Dataset entries

--------

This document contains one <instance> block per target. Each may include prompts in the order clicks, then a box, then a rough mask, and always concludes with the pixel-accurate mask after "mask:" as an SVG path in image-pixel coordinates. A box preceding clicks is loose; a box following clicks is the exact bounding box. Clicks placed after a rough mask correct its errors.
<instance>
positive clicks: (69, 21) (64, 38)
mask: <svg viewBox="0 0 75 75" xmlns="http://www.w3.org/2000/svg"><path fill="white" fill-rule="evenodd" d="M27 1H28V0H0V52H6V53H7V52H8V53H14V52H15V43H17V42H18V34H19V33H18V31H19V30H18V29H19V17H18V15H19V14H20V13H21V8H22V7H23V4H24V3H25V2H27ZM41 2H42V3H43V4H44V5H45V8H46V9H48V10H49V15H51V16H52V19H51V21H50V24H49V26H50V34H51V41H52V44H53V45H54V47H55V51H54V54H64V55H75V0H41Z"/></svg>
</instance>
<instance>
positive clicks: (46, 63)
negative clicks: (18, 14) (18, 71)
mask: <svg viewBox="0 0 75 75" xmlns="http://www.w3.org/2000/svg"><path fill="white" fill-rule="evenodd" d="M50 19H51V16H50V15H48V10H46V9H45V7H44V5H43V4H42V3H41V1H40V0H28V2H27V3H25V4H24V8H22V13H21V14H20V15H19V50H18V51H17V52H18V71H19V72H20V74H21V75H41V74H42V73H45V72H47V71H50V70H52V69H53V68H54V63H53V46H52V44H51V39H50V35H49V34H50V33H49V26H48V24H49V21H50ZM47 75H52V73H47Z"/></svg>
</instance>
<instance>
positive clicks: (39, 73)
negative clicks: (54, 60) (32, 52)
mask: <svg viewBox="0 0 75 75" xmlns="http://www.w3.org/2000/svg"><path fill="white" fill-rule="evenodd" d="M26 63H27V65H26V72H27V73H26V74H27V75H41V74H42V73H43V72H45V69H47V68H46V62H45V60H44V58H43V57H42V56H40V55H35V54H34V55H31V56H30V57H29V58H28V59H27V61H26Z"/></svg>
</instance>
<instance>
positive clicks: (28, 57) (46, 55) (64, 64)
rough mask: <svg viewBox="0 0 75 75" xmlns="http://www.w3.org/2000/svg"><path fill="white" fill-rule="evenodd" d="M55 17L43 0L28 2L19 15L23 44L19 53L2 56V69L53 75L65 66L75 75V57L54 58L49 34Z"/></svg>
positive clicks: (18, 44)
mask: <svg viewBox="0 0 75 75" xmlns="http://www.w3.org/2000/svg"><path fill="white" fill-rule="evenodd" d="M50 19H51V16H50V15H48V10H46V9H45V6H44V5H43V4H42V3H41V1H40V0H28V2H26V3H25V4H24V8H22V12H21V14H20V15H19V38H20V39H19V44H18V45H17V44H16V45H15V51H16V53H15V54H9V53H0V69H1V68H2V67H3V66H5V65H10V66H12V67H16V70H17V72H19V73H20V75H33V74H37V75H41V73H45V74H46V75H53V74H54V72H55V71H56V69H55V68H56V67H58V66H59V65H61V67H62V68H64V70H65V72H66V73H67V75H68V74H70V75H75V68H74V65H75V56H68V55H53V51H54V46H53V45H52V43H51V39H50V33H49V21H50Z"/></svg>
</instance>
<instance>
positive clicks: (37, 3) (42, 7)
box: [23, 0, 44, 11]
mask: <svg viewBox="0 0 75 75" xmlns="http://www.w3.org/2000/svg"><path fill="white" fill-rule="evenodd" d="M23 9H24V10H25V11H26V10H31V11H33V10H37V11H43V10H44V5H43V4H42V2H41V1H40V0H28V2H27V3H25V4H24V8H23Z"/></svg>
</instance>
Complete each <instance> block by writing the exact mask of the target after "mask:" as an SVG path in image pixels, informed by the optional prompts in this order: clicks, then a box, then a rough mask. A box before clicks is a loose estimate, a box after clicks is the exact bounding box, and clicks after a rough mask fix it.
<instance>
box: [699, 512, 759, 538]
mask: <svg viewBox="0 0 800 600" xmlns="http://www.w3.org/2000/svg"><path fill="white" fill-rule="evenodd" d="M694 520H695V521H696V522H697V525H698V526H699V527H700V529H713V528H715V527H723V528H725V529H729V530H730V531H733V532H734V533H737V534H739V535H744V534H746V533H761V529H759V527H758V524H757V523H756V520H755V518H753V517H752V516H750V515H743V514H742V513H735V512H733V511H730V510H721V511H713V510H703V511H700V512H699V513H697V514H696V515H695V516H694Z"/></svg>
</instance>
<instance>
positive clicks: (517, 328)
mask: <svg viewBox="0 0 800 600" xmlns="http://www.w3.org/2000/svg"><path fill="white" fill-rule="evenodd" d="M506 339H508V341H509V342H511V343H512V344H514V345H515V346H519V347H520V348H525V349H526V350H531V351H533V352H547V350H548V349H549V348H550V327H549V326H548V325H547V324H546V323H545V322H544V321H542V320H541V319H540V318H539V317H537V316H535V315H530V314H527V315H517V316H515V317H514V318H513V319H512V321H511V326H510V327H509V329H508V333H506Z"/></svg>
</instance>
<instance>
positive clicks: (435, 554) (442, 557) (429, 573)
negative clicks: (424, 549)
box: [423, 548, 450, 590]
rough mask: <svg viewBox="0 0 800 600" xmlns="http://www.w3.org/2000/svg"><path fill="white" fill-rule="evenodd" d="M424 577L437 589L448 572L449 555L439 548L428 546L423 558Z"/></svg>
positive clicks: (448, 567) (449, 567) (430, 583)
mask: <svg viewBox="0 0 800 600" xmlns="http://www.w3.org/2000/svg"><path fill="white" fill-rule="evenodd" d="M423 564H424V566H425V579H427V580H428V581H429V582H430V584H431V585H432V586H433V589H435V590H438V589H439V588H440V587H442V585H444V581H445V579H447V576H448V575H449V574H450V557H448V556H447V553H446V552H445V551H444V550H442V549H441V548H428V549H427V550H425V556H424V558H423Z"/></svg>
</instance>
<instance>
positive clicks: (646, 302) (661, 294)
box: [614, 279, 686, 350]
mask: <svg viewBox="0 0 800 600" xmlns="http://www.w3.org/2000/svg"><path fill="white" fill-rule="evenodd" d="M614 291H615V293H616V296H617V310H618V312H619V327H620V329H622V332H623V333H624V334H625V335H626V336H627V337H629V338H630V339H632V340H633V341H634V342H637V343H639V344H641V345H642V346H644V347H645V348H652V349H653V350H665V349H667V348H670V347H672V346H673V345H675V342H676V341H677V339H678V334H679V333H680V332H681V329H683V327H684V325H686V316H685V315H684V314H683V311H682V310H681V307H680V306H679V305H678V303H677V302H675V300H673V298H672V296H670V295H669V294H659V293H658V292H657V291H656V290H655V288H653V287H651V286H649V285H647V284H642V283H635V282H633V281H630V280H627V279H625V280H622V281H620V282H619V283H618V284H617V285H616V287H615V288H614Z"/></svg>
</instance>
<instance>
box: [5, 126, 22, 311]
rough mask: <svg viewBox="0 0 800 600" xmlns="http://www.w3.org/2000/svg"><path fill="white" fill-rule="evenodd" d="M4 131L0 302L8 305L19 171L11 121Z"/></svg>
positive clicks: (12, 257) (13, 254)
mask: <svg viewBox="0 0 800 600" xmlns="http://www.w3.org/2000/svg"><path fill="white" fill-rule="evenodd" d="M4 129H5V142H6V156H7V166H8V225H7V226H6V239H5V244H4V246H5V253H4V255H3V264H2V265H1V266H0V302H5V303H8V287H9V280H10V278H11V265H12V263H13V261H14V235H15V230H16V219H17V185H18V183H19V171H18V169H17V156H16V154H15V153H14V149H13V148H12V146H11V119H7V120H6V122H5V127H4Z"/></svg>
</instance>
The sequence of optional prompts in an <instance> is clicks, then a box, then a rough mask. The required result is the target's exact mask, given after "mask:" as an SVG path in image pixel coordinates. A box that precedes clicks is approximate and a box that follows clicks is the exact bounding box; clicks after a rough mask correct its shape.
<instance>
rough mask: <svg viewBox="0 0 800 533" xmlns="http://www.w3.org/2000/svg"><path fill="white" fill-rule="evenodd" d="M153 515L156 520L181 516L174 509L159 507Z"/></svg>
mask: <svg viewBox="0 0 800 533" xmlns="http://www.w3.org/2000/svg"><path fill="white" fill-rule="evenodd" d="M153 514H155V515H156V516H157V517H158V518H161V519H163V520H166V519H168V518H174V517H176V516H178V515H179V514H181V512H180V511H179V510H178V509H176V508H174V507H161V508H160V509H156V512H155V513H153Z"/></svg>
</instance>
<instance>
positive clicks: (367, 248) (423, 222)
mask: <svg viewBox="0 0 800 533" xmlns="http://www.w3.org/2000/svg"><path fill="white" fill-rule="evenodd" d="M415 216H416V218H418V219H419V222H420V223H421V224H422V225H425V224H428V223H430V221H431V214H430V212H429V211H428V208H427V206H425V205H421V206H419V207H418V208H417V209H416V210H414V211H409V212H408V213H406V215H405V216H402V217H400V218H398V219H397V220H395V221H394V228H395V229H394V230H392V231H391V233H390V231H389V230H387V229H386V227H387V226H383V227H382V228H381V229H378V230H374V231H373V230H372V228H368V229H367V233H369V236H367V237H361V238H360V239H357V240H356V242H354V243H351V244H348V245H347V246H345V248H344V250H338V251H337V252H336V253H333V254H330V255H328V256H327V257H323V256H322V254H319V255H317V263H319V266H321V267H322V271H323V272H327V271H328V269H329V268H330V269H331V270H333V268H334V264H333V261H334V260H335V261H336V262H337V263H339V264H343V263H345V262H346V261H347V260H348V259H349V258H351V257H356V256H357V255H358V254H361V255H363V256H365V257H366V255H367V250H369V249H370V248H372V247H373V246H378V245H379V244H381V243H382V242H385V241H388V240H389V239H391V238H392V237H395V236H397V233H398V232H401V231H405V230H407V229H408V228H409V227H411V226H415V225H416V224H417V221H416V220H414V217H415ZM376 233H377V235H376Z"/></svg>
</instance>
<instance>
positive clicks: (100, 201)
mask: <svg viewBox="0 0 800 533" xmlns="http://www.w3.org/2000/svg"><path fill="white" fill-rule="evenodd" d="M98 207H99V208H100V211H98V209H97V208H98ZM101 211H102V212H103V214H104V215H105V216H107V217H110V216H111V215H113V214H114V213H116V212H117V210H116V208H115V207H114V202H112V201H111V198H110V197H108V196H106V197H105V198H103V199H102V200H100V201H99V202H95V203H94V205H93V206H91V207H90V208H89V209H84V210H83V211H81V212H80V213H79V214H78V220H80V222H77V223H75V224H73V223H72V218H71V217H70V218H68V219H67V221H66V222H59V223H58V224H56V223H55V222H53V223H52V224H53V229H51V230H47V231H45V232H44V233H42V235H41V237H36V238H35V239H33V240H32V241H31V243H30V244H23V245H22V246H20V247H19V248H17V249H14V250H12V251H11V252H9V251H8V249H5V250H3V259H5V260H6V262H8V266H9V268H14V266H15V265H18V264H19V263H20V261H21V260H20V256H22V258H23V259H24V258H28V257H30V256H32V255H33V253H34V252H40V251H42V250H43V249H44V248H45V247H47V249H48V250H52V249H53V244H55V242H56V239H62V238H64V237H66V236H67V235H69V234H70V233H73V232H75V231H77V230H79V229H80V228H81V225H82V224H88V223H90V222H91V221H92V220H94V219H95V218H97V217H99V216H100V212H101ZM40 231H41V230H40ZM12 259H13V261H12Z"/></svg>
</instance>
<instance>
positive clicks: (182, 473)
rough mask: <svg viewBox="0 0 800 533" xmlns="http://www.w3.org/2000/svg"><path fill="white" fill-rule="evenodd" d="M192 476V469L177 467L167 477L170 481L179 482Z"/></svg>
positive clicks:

--------

*THE TASK*.
Look over the entries for "image", then copy every line that includes that string.

*EXERCISE RESPONSE*.
This document contains one <instance> block per target. Each may include prompts in the order clicks, then a box, then a rough mask, and always concludes with the pixel-accurate mask after "mask:" as an SVG path in image-pixel coordinates. A box preceding clicks is loose; a box following clicks is the exact bounding box. Clicks placed after a rough mask correct its errors.
Complete each <instance> block by writing the exact mask of the target after "mask:" as an SVG path in image pixels, informed by the optional prompts in this order: clicks, then a box, then a rough mask. A box before clicks is a loose estimate, a box after clicks is the exact bounding box, and clicks after a rough mask fix it.
The sequence of optional prompts in an <instance> is clicks, then a box, then a rough mask. The required result is the target's exact mask, given after "mask:" as an SVG path in image pixel coordinates. A box that precedes clicks is approximate and a box that follows clicks is the exact bounding box; clicks after a rough mask correct its shape.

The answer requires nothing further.